Consignes:
**1)** Selon la critique du disque de MGMT, pourquoi la progression de I Love You, Death fait-elle froid dans le dos ? Merci de répondre en une à trois phrases.
**2)** Répondez à ces questions sur la critique du disque de MGMT :
(a) Qu'est-ce qui disparaît pour laisser place à des « beats » électroniques ?
(b) À quel disque d'Animal Collective la critique compare-t-elle la seconde face ?
(c) De quel titre de Pink Floyd I Love You, Death semble-t-il faire revivre les fantômes ?
**3)** Poursuivez la critique du disque de MGMT à partir de sa dernière phrase.

Extrait du document:
▬▬▬▬▬▬▬▬▬▬

Je t’aime aussi, la Mort

Paradoxale, plus aérée, plus osée, moins cadrée, difficile à démarrer, la seconde face du disque est plus sombre. Une première écoute ne suffit pas. Au départ, on a l’impression d’entendre à chaque fois le même morceau – à l’exception de Plenty of Girls into the Sea. Le groupe devient clairement un duo (ce que MGMT avait démenti pourtant en 2008) : la batterie disparaît pour laisser place à des "beats" électroniques, les guitares se font rares et discrètes. On est dans un disque pas loin du Feels d’Animal Collective – en moins bon. Astro-Mancy en est l’exemple parfait : un ovni inclassable, ou la voix d’Andrew est au même volume que les boucles electro de son acolyte, où tout se noie dans un tourbillon vaste, coloré, excitant. Pieces of What semble très loin pour les fans de la première heure. Comme si MGMT était posé sur la lune et regardait la Terre avec un sourire ironique. D’ailleurs, cette présence de l’alien, du monde surveillé et des galaxies sont au centre de ce disque et de leurs clips et trailers. Astro-Mancy prépare l’auditeur pour le titre suivant et forme avec lui un couple circulaire. I Love You, Death est un titre éclairé et qui semble faire revivre les fantômes du Pipers de Pink Floyd : les petits trains qui passent, les jouets mécaniques, les souvenirs d’enfance, ce moment où l’on rit de la Mort. Cette cantine est, après plusieurs écoutes du disque, le morceau le plus intéressant. Sa progression fait froid dans le dos : la voix démarre avant la mélodie, comme si la chanson n’existait pas et qu’elle se développait au fil des minutes. Le retour sur terre avec Plenty of Girls in the Sea est donc très douloureux (sympa hein, mais minable). On dirait du mauvais Why (ou du Why tout court en fait). Et là se termine le disque. Ah non, pardon, il reste une plage : mais alors franchement, je préfère ne pas en parler.

▬▬▬▬▬▬▬▬▬▬

Données affichées:
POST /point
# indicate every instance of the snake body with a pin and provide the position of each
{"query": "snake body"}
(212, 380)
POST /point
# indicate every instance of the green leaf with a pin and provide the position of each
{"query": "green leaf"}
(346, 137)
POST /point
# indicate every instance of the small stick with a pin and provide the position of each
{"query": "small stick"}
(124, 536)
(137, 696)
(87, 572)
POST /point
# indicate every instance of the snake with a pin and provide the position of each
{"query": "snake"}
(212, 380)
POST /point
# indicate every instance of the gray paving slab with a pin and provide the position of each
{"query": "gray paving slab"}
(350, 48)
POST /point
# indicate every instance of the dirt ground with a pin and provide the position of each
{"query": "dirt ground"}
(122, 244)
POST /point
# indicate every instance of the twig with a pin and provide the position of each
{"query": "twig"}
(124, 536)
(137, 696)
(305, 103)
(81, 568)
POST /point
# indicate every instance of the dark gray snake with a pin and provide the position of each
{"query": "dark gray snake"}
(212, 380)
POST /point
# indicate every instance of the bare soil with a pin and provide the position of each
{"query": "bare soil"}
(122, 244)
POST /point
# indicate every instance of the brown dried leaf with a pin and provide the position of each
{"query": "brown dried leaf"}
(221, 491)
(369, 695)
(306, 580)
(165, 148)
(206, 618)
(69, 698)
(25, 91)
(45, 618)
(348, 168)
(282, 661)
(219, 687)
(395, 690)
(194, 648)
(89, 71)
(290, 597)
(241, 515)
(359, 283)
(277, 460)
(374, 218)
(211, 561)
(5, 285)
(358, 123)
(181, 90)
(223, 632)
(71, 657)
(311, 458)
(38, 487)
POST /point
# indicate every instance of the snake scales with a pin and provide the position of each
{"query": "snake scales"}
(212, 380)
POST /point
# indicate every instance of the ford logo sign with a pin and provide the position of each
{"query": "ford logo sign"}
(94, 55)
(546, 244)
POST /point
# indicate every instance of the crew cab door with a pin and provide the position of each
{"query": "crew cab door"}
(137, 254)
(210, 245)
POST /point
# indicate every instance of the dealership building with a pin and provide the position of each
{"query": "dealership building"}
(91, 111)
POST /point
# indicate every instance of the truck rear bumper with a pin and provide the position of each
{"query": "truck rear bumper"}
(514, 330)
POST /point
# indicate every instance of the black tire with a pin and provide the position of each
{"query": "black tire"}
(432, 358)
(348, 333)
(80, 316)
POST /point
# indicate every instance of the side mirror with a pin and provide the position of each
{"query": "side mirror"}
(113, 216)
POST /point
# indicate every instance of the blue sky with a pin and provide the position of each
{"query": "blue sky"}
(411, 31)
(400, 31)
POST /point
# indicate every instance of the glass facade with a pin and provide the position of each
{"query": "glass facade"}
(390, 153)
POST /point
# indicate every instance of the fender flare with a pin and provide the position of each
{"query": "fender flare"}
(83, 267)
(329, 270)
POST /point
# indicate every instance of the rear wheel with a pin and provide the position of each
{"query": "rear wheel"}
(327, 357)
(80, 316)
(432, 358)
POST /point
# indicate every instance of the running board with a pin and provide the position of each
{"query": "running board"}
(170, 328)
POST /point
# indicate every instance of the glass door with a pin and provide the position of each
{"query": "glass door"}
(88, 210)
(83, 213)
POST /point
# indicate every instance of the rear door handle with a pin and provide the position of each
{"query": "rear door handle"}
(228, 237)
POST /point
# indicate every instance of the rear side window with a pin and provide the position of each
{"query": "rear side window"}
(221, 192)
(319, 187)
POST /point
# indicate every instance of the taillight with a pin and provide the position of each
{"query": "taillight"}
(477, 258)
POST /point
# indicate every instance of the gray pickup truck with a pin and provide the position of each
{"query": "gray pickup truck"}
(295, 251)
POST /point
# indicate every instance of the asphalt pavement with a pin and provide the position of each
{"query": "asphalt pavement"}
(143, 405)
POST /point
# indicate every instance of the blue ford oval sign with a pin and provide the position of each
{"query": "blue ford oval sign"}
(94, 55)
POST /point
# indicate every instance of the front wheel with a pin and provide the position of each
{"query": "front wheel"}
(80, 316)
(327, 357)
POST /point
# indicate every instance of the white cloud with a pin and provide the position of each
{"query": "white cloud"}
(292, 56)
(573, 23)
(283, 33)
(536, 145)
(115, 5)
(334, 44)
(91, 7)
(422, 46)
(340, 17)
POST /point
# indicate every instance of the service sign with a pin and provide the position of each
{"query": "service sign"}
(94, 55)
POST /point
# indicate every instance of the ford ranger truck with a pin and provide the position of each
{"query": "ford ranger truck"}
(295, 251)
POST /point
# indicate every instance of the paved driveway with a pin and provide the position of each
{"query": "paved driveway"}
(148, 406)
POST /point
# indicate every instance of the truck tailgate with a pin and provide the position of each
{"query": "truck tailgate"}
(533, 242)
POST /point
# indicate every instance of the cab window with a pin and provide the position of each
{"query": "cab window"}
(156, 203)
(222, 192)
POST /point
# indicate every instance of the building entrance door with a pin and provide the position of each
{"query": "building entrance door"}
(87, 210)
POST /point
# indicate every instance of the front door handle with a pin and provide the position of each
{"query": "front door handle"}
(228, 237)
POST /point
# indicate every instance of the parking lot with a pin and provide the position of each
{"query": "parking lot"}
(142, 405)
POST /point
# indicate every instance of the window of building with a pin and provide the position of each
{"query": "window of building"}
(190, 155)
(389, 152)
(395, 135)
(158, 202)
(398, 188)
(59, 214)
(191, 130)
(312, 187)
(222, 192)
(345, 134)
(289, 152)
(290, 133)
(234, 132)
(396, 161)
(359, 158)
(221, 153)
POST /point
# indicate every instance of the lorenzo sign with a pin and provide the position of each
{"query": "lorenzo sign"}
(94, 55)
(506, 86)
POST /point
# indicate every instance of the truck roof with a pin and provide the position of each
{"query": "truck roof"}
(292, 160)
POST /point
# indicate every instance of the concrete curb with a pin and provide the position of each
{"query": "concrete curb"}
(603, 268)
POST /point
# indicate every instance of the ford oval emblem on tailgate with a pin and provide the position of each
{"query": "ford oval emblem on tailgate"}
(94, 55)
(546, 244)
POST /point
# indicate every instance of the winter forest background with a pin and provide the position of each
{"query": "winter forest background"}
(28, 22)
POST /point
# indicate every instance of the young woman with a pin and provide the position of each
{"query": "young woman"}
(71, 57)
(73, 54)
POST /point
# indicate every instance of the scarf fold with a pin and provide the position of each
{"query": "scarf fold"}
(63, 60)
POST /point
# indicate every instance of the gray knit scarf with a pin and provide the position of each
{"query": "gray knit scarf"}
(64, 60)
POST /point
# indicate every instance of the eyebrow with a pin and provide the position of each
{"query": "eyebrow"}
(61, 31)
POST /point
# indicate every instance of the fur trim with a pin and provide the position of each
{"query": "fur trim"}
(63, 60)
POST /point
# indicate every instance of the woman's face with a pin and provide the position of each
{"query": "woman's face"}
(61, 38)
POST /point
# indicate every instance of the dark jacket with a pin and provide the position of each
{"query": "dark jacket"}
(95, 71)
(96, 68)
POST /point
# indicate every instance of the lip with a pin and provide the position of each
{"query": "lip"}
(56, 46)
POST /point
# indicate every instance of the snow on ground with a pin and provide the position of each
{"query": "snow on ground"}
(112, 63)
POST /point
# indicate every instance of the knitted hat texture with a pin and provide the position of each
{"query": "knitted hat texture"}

▬▬▬▬▬▬▬▬▬▬

Réponses fournies:
**1)** Sa progression fait froid dans le dos parce que la voix démarre avant la mélodie. C'est comme si la chanson n'existait pas et qu'elle se développait au fil des minutes.

**2)**
(a) La batterie.
(b) Feels.
(c) Pipers.

**3)**
Donc voici MGMT : un disque qui confirme que le groupe n’arrive plus à tenir sur la durée et qui se contente de quelques mélodies bien placées, d'un refrain à répéter à l'oreille d'une fille, d'une intro bien arrangée. Paradoxalement, MGMT semble vouloir refuser d'écrire un disque plein depuis Oracular Spectacular. En 2013, ils livrent clairement un meilleur disque que Congratulations, préférant apporter de la magie sur un ensemble, désireux de faire résonner les morceaux les uns contre les autres. Et le vide que contenait leur précédent opus, est comblé ici par un peu plus de cohésion et de volonté. Une chose est sûre, ils restent un groupe très intéressant, capable du "pas terrible", et du très très bon. Une expérience à vivre en live, le 6 octobre à Zürich. Parce que de toute manière, avec désormais trois albums, il y a suffisamment de bons titres pour tenir sur un concert.